▶ [YOUR INSTRUCTIONS]:
All lines from the one including "[spot] the granite" to the bottom of the entries below should be repeated exactly, both ends kept.

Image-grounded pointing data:
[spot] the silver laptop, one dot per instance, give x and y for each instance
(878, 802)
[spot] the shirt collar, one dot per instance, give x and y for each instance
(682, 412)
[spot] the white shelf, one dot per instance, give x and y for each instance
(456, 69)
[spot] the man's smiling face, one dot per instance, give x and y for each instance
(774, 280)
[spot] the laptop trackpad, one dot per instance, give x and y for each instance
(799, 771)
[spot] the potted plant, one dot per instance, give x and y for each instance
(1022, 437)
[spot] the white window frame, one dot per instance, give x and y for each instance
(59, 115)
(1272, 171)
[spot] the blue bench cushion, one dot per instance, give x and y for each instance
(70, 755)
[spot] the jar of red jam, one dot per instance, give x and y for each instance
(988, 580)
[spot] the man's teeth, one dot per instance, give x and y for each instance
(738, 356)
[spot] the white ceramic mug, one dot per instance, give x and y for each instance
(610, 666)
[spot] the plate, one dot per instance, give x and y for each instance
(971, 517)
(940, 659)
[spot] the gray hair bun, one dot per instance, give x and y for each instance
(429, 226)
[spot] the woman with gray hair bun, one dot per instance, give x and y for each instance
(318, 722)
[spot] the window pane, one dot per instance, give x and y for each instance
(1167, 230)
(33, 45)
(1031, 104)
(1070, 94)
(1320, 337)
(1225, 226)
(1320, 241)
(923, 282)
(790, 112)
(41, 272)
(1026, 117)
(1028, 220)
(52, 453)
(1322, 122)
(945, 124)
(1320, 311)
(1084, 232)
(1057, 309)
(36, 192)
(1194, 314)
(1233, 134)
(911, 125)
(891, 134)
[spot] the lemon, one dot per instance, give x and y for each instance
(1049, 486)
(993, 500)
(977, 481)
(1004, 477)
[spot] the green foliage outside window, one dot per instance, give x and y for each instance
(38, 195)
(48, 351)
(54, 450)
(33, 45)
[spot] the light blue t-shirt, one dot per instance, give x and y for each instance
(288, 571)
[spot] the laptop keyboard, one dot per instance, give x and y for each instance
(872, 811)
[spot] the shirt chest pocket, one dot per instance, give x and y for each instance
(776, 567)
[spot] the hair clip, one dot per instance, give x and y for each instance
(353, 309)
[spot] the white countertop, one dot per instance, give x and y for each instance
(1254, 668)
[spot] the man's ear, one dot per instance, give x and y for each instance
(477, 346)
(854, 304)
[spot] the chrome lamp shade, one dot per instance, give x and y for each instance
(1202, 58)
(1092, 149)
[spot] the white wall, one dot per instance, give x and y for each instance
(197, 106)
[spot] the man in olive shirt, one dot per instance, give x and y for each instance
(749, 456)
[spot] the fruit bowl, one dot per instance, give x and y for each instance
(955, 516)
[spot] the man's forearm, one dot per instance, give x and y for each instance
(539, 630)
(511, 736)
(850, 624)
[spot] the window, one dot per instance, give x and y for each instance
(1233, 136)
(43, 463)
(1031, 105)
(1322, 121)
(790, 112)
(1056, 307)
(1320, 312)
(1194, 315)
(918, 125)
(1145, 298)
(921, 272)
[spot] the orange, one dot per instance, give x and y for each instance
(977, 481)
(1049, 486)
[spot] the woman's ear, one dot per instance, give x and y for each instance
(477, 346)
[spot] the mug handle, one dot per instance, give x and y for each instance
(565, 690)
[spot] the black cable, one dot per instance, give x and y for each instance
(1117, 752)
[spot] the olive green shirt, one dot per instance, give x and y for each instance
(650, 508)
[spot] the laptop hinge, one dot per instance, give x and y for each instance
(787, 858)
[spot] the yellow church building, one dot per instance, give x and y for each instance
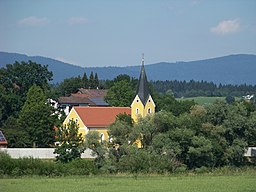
(143, 103)
(99, 118)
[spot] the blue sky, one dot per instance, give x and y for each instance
(117, 32)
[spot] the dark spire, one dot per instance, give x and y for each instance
(143, 90)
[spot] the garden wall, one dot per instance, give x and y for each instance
(40, 153)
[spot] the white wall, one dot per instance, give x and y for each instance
(40, 153)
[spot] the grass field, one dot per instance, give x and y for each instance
(193, 183)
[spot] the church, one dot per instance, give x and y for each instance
(91, 118)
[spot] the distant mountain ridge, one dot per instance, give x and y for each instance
(232, 69)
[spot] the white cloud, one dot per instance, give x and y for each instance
(33, 21)
(78, 20)
(226, 27)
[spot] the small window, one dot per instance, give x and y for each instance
(101, 137)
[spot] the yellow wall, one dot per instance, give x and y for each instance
(137, 109)
(137, 106)
(149, 105)
(103, 131)
(73, 115)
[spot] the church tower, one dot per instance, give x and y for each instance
(143, 103)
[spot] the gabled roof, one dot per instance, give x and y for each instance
(100, 116)
(142, 89)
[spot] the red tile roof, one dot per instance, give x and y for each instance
(100, 116)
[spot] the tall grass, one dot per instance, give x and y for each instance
(32, 166)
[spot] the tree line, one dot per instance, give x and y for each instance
(202, 88)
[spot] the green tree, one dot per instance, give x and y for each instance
(15, 81)
(98, 148)
(70, 143)
(120, 94)
(35, 118)
(15, 135)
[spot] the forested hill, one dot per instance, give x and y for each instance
(233, 69)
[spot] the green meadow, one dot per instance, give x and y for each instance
(193, 183)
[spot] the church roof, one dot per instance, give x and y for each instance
(100, 116)
(143, 89)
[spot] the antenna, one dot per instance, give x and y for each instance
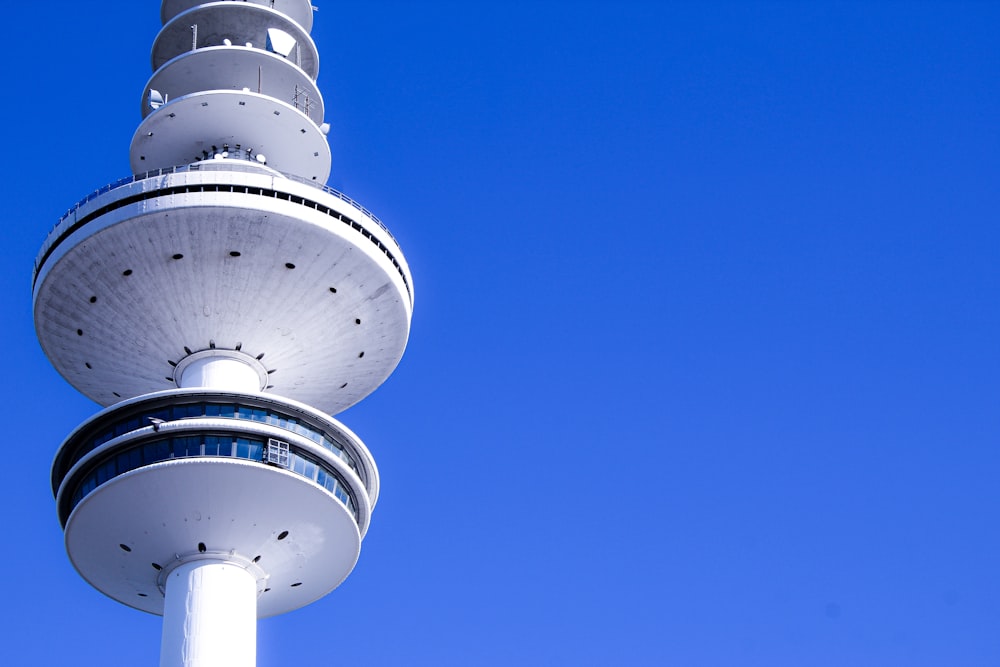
(215, 483)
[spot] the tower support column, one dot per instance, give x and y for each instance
(209, 616)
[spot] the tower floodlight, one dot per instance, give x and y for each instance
(221, 305)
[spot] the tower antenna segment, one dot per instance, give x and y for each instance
(221, 303)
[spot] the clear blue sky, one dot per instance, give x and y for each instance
(704, 363)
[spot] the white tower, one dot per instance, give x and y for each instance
(223, 303)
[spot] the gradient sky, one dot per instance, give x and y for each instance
(703, 368)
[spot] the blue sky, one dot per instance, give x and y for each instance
(703, 368)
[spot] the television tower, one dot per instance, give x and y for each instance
(221, 303)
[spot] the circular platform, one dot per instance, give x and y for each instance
(236, 68)
(300, 542)
(211, 24)
(143, 275)
(203, 124)
(300, 11)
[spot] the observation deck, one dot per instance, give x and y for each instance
(229, 255)
(195, 461)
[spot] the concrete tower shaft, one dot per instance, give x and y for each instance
(222, 303)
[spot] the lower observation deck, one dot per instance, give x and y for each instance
(223, 254)
(264, 483)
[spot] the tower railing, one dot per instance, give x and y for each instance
(187, 168)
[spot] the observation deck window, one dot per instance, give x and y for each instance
(212, 409)
(215, 446)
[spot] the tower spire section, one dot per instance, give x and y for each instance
(222, 303)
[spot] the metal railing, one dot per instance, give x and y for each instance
(235, 166)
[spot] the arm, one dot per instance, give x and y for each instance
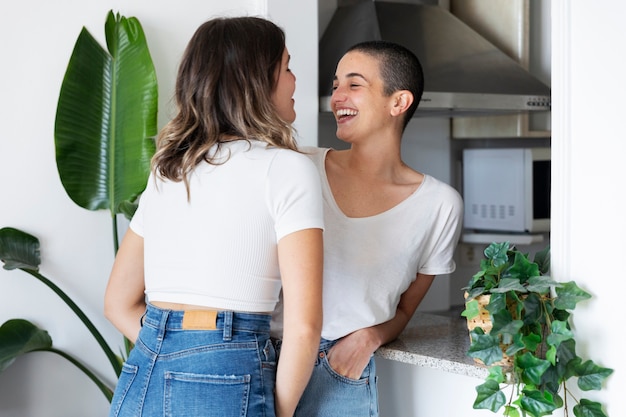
(300, 257)
(124, 301)
(351, 354)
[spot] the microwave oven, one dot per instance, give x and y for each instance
(507, 190)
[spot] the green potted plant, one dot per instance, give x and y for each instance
(519, 321)
(105, 123)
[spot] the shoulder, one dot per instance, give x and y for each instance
(441, 191)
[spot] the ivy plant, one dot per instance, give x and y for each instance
(528, 343)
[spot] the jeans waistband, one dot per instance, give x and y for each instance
(326, 344)
(206, 319)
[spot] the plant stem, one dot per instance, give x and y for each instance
(116, 243)
(108, 392)
(117, 366)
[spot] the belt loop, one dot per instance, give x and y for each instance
(228, 325)
(163, 325)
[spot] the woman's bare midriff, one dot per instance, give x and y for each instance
(185, 307)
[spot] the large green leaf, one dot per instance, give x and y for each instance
(18, 337)
(106, 117)
(19, 250)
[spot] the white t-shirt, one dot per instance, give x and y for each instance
(219, 249)
(370, 262)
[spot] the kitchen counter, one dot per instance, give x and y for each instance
(434, 341)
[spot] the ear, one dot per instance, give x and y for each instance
(402, 100)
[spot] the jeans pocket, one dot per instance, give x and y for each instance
(193, 395)
(127, 376)
(326, 364)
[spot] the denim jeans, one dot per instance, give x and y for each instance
(330, 394)
(171, 371)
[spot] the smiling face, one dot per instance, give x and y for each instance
(282, 96)
(358, 101)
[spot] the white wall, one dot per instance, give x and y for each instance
(588, 150)
(77, 251)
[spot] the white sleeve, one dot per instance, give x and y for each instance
(294, 194)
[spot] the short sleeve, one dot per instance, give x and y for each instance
(294, 193)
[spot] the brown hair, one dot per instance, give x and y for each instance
(223, 92)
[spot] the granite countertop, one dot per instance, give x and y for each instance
(434, 341)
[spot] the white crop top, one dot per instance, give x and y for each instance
(219, 249)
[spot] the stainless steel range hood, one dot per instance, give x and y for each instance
(464, 74)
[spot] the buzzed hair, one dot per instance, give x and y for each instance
(399, 69)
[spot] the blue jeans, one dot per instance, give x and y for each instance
(226, 372)
(330, 394)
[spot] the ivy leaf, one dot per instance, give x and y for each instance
(510, 411)
(471, 309)
(496, 374)
(522, 269)
(591, 376)
(559, 333)
(484, 347)
(568, 295)
(586, 408)
(509, 284)
(541, 284)
(517, 345)
(551, 355)
(497, 253)
(538, 403)
(532, 368)
(489, 396)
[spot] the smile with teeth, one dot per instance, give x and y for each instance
(346, 112)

▶ [TASK SOLUTION]:
[spot] the granite countertop, one dot per instance, give x and y for each instance
(434, 341)
[spot] the white crop top, one dot per instance, give x and y for each instance
(219, 249)
[spot] the stainless steel range hood, one dot per instance, give x and y for each instance
(464, 74)
[spot] the buzzed hair, one dot per instance, give x and y for each instance
(399, 69)
[spot] the blue jeans, one dot per instance, give x and y for each instance
(226, 372)
(330, 394)
[spot] the ivy leaf, one dot per instance, give x and y for each instance
(510, 411)
(471, 309)
(496, 374)
(522, 269)
(591, 376)
(559, 333)
(484, 347)
(568, 295)
(586, 408)
(509, 284)
(541, 284)
(517, 345)
(551, 355)
(497, 253)
(538, 403)
(532, 368)
(489, 396)
[spot] the smile with teeth, one dot per instance, give x and y for each instance
(346, 112)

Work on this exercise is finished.